*Data to process*.
[Start]

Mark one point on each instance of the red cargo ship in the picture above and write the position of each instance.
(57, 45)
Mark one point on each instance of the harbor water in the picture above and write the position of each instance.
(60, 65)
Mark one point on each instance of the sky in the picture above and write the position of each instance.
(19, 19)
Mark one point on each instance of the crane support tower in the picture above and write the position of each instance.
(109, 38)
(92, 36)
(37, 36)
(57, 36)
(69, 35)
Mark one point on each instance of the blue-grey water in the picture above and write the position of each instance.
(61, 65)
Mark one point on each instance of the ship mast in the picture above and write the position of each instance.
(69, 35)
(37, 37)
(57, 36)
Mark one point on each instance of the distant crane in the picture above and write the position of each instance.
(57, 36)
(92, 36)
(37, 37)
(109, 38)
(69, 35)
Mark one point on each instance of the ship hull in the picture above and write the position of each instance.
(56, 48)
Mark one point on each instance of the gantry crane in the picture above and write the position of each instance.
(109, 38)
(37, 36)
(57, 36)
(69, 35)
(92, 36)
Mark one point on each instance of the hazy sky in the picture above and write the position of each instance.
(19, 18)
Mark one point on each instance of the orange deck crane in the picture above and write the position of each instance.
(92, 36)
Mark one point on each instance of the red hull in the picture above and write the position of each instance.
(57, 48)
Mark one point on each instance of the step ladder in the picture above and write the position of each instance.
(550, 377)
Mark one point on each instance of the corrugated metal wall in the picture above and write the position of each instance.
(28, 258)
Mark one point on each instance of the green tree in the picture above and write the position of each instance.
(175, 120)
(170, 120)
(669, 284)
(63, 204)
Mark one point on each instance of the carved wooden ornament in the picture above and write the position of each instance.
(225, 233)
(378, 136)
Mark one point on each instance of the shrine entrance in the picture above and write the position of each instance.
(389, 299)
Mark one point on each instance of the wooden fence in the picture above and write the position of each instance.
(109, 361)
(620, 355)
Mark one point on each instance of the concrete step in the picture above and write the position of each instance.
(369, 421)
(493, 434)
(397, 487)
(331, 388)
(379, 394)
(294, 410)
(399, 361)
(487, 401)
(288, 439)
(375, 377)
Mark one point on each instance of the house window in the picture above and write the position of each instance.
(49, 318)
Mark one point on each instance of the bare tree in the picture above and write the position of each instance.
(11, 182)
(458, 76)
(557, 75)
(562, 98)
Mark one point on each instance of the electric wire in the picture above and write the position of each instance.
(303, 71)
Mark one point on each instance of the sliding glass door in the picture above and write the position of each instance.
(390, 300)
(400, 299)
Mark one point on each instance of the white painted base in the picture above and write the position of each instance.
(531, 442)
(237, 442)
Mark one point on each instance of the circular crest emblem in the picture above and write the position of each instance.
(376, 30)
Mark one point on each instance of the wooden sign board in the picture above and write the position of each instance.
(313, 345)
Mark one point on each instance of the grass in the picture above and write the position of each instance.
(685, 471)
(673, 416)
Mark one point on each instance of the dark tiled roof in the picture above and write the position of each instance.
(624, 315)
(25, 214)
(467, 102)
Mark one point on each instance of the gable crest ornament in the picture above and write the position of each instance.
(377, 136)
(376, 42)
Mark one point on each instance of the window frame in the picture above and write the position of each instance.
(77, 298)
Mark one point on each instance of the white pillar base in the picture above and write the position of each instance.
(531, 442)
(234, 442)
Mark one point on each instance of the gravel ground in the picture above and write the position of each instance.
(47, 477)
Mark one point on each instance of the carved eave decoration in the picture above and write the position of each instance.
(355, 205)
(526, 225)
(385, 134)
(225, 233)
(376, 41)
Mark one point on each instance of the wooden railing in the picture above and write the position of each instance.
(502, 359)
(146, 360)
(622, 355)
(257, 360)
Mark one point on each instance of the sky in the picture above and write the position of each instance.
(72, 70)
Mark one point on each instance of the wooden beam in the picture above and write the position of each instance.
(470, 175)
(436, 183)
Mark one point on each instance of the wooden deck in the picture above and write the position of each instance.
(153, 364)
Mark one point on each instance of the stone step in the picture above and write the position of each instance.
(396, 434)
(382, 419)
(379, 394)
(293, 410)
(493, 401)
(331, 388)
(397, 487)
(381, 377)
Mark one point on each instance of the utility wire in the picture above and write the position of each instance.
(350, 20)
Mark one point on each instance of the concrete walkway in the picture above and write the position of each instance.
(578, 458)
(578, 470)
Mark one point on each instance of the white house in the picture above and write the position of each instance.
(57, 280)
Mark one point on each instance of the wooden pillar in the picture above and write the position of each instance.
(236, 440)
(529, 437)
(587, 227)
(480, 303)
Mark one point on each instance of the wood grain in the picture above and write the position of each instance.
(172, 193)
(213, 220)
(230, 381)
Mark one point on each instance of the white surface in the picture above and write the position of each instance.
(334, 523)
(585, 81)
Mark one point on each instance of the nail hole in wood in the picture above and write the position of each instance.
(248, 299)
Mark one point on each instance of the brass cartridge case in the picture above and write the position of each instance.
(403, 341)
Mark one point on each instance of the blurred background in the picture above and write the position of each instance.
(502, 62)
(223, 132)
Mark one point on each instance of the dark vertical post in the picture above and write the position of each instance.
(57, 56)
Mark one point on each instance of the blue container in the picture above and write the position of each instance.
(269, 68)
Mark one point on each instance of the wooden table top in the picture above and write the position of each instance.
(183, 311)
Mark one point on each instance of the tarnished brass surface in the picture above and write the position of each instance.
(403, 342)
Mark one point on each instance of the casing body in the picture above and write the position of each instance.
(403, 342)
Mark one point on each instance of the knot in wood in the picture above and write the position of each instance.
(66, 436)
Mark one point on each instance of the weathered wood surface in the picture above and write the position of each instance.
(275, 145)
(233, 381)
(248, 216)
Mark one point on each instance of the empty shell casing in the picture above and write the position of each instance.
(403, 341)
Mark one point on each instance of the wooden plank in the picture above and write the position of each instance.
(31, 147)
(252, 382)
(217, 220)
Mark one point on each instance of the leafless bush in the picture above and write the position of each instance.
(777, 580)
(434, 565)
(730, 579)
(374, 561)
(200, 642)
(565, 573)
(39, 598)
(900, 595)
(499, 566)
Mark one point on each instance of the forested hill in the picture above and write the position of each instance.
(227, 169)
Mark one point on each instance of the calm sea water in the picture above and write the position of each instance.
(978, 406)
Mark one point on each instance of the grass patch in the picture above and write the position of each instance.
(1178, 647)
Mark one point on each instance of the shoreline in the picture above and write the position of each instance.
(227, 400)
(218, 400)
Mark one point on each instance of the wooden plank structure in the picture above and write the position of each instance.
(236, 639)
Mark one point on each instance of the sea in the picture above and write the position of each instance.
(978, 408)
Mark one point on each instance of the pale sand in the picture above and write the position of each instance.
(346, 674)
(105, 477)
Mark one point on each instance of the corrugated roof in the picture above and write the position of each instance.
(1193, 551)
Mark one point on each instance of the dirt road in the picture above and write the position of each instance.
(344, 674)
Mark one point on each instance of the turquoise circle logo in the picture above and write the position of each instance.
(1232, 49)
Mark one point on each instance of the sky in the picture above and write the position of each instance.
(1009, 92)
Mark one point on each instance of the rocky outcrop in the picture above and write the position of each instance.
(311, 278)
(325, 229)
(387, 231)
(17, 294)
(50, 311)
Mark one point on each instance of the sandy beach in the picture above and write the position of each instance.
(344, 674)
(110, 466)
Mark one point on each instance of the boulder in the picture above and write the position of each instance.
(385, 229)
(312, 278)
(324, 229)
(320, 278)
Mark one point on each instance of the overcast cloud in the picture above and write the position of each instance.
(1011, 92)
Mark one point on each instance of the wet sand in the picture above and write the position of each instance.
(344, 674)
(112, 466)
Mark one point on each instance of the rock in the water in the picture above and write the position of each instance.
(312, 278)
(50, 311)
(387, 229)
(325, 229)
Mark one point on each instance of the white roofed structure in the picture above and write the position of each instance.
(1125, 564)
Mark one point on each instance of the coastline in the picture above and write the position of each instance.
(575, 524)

[End]

*Requirement*.
Render every line of the listing above as a Markdown table with two columns, Row and Entry. Give each line's number under Row and the line itself under Entry, and leave out blank lines.

*Correct result*.
| Row | Entry |
|---|---|
| 1 | Mark one point on each instance of the red cargo ship in the picture above and write the position of each instance. |
| 2 | (57, 45) |
| 3 | Mark one point on each instance of the harbor water in the picture above and write the position of each instance. |
| 4 | (60, 65) |
| 5 | Mark one point on each instance of the sky in the picture above and write the position of each instance. |
| 6 | (19, 19) |
| 7 | Mark one point on each instance of the crane support tower in the picture above and write the position of each instance. |
| 8 | (109, 38) |
| 9 | (92, 36) |
| 10 | (37, 36) |
| 11 | (57, 36) |
| 12 | (69, 35) |
| 13 | Mark one point on each instance of the blue-grey water in the picture above and write the position of each instance. |
| 14 | (61, 65) |
| 15 | Mark one point on each instance of the ship mast in the picture above and write the position of each instance. |
| 16 | (69, 35) |
| 17 | (37, 37) |
| 18 | (57, 36) |
| 19 | Mark one point on each instance of the distant crane in the picture above and write the position of each instance. |
| 20 | (57, 36) |
| 21 | (92, 36) |
| 22 | (37, 37) |
| 23 | (109, 38) |
| 24 | (69, 35) |
| 25 | Mark one point on each instance of the ship hull in the picture above and write the position of each instance. |
| 26 | (56, 48) |
| 27 | Mark one point on each instance of the gantry crane in the picture above and write the position of each instance. |
| 28 | (109, 38) |
| 29 | (37, 36) |
| 30 | (57, 36) |
| 31 | (69, 35) |
| 32 | (92, 36) |
| 33 | Mark one point on each instance of the hazy sky in the picture above and write the position of each instance. |
| 34 | (19, 18) |
| 35 | Mark one point on each instance of the orange deck crane in the picture above and write the position of each instance. |
| 36 | (92, 36) |
| 37 | Mark one point on each instance of the red hull in the picture above and write the position of each instance. |
| 38 | (57, 48) |
| 39 | Mark one point on each instance of the step ladder in the picture above and write the position of each instance. |
| 40 | (550, 377) |
| 41 | Mark one point on each instance of the corrugated metal wall in the picture above and write the position of each instance. |
| 42 | (28, 258) |
| 43 | Mark one point on each instance of the green tree in the picture above and write the position of each instance. |
| 44 | (175, 120) |
| 45 | (170, 120) |
| 46 | (669, 284) |
| 47 | (63, 204) |
| 48 | Mark one point on each instance of the carved wooden ornament in the picture above and write the position of each instance. |
| 49 | (225, 233) |
| 50 | (378, 136) |
| 51 | Mark one point on each instance of the shrine entrance in the picture above and write the position of each instance. |
| 52 | (389, 299) |
| 53 | Mark one point on each instance of the wooden fence in the picture above and write the position of each instance. |
| 54 | (109, 361) |
| 55 | (620, 355) |
| 56 | Mark one point on each instance of the concrete step in the picture above and write the position of each instance. |
| 57 | (369, 421) |
| 58 | (493, 434) |
| 59 | (397, 487) |
| 60 | (331, 388) |
| 61 | (379, 394) |
| 62 | (294, 410) |
| 63 | (399, 361) |
| 64 | (487, 401) |
| 65 | (288, 439) |
| 66 | (375, 377) |
| 67 | Mark one point on each instance of the house window in the picture above and write the position of each instance. |
| 68 | (49, 318) |
| 69 | Mark one point on each instance of the bare tree in the picture above and write the position of each instance. |
| 70 | (11, 182) |
| 71 | (458, 76) |
| 72 | (557, 75) |
| 73 | (562, 98) |
| 74 | Mark one point on each instance of the electric wire in the picture above and write the position of each instance. |
| 75 | (303, 71) |
| 76 | Mark one point on each instance of the sliding glass door in the picture above and write the position of each instance. |
| 77 | (390, 300) |
| 78 | (400, 299) |
| 79 | Mark one point on each instance of the white painted base in the picture above and write the position of each instance. |
| 80 | (531, 442) |
| 81 | (237, 442) |
| 82 | Mark one point on each instance of the circular crest emblem in the picture above and write the position of each instance. |
| 83 | (376, 30) |
| 84 | Mark one point on each instance of the wooden sign board in the picture above and write the position of each instance. |
| 85 | (313, 345) |
| 86 | Mark one point on each instance of the grass in the picture above and write the position of each instance. |
| 87 | (685, 471) |
| 88 | (673, 416) |
| 89 | Mark one point on each instance of the dark tiled roof in the picture above and write the position of each instance. |
| 90 | (624, 315) |
| 91 | (25, 214) |
| 92 | (467, 102) |
| 93 | Mark one point on each instance of the gable crest ornament in the picture above and write the position of each instance. |
| 94 | (377, 136) |
| 95 | (376, 42) |
| 96 | Mark one point on each instance of the window frame in the picture above and write the position of each instance. |
| 97 | (77, 298) |
| 98 | Mark one point on each instance of the white pillar base in the picture above and write the position of each instance. |
| 99 | (531, 442) |
| 100 | (234, 442) |
| 101 | Mark one point on each instance of the gravel ground in the picture above and write the position of each instance. |
| 102 | (47, 477) |
| 103 | Mark one point on each instance of the carved eave decoration in the picture above and write the position of each instance. |
| 104 | (355, 205) |
| 105 | (526, 225) |
| 106 | (385, 134) |
| 107 | (225, 233) |
| 108 | (376, 41) |
| 109 | Mark one point on each instance of the wooden railing in the picture above and write the position of each instance. |
| 110 | (502, 359) |
| 111 | (146, 360) |
| 112 | (622, 355) |
| 113 | (257, 360) |
| 114 | Mark one point on each instance of the sky in the picture above and write the position of each instance. |
| 115 | (72, 70) |
| 116 | Mark one point on each instance of the wooden beam in the picture above and write the position of each instance. |
| 117 | (470, 175) |
| 118 | (436, 183) |
| 119 | Mark one point on each instance of the wooden deck in the picture above and write the position of each instance. |
| 120 | (153, 364) |
| 121 | Mark one point on each instance of the stone step in the picture above and write the position of each instance. |
| 122 | (396, 434) |
| 123 | (382, 419) |
| 124 | (379, 394) |
| 125 | (293, 410) |
| 126 | (493, 401) |
| 127 | (331, 388) |
| 128 | (397, 487) |
| 129 | (381, 377) |
| 130 | Mark one point on each instance of the utility wire in the picture above and write the position of each instance. |
| 131 | (350, 20) |
| 132 | Mark one point on each instance of the concrete walkway in the picture above and write the position of each instance. |
| 133 | (578, 458) |
| 134 | (578, 470) |
| 135 | Mark one point on each instance of the white house in the picture above and write the position of each instance. |
| 136 | (57, 280) |
| 137 | Mark one point on each instance of the wooden pillar in the picture above and write the position of each instance. |
| 138 | (236, 440) |
| 139 | (529, 437) |
| 140 | (587, 227) |
| 141 | (480, 303) |
| 142 | Mark one point on each instance of the wood grain in the picture above and write the position of each instance. |
| 143 | (172, 193) |
| 144 | (213, 220) |
| 145 | (230, 381) |
| 146 | Mark one point on each instance of the white surface in the picture above and write the position of each instance. |
| 147 | (334, 523) |
| 148 | (585, 81) |
| 149 | Mark one point on each instance of the nail hole in wood in the picture above and write the position of each instance. |
| 150 | (248, 299) |
| 151 | Mark one point on each instance of the brass cartridge case in the picture above and write the position of each instance. |
| 152 | (403, 341) |
| 153 | Mark one point on each instance of the blurred background in the picture above and write the position of each instance. |
| 154 | (502, 62) |
| 155 | (223, 132) |
| 156 | Mark one point on each instance of the dark vertical post in the picture above and write the position of each instance. |
| 157 | (57, 56) |
| 158 | Mark one point on each instance of the blue container in the picture above and write the position of each instance. |
| 159 | (269, 68) |
| 160 | Mark one point on each instance of the wooden table top in the picture above and write the position of each instance. |
| 161 | (183, 311) |
| 162 | Mark one point on each instance of the tarnished brass surface in the picture above and write the position of each instance. |
| 163 | (403, 342) |
| 164 | Mark one point on each instance of the casing body in the picture above and write the position of each instance. |
| 165 | (403, 342) |
| 166 | Mark one point on each instance of the knot in wood in the picture above and write the position of each instance. |
| 167 | (66, 436) |
| 168 | Mark one point on each instance of the weathered wood surface in the picture above and write the position of each instance. |
| 169 | (275, 145) |
| 170 | (233, 381) |
| 171 | (248, 216) |
| 172 | Mark one point on each instance of the empty shell casing in the picture above and write the position of each instance. |
| 173 | (403, 341) |
| 174 | Mark one point on each instance of the wooden plank in the picture above and write the position of each instance. |
| 175 | (31, 147) |
| 176 | (252, 382) |
| 177 | (217, 220) |
| 178 | Mark one point on each instance of the leafless bush in the picture above and write the position of each instance. |
| 179 | (777, 580) |
| 180 | (434, 565) |
| 181 | (730, 579) |
| 182 | (374, 561) |
| 183 | (200, 642) |
| 184 | (565, 573) |
| 185 | (39, 598) |
| 186 | (900, 595) |
| 187 | (499, 566) |
| 188 | Mark one point on each instance of the forested hill in the picture above and write the position of each instance. |
| 189 | (227, 169) |
| 190 | Mark one point on each instance of the calm sea water in the picture above and write the position of each instance. |
| 191 | (978, 406) |
| 192 | Mark one point on each instance of the grass patch in the picture above and write the position of each instance. |
| 193 | (1178, 647) |
| 194 | Mark one point on each instance of the shoreline in the picture above and write the position of each instance. |
| 195 | (227, 400) |
| 196 | (218, 400) |
| 197 | Mark one point on each instance of the wooden plank structure in the picture above and write the position of each instance. |
| 198 | (236, 639) |
| 199 | Mark one point on each instance of the sea in the picture above and write the position of each instance. |
| 200 | (978, 408) |
| 201 | Mark one point on each instance of the pale sand in the picture above and write the position of each instance. |
| 202 | (346, 674) |
| 203 | (105, 477) |
| 204 | Mark one point on each instance of the corrugated roof in the picture above and write the position of each instance. |
| 205 | (1193, 551) |
| 206 | Mark one point on each instance of the dirt road in the picture above and write the position of each instance. |
| 207 | (344, 674) |
| 208 | Mark one point on each instance of the turquoise circle logo in the picture above and write the position of each instance. |
| 209 | (1232, 49) |
| 210 | Mark one point on each instance of the sky in the picture above and write the position of each instance. |
| 211 | (1009, 92) |
| 212 | Mark one point on each instance of the rocky outcrop in the picture above and write the position of each instance. |
| 213 | (311, 278) |
| 214 | (325, 229) |
| 215 | (387, 231) |
| 216 | (17, 294) |
| 217 | (50, 311) |
| 218 | Mark one point on each instance of the sandy beach in the picture above and write the position of each instance. |
| 219 | (344, 674) |
| 220 | (110, 466) |
| 221 | Mark one point on each instance of the boulder in the picture above and write the position of each instance. |
| 222 | (385, 229) |
| 223 | (312, 278) |
| 224 | (324, 229) |
| 225 | (320, 278) |
| 226 | Mark one point on each instance of the overcast cloud in the picture above and write the position of each instance. |
| 227 | (1011, 92) |
| 228 | Mark one point on each instance of the wet sand in the picture above and write the position of each instance. |
| 229 | (344, 674) |
| 230 | (112, 466) |
| 231 | Mark one point on each instance of the rock in the water in the picture above and write the position of each instance. |
| 232 | (312, 278) |
| 233 | (50, 311) |
| 234 | (387, 229) |
| 235 | (325, 229) |
| 236 | Mark one point on each instance of the white roofed structure in the picture above and write the position of each instance. |
| 237 | (1125, 564) |
| 238 | Mark one point on each instance of the coastline in the picture above and write the position of each instance. |
| 239 | (575, 524) |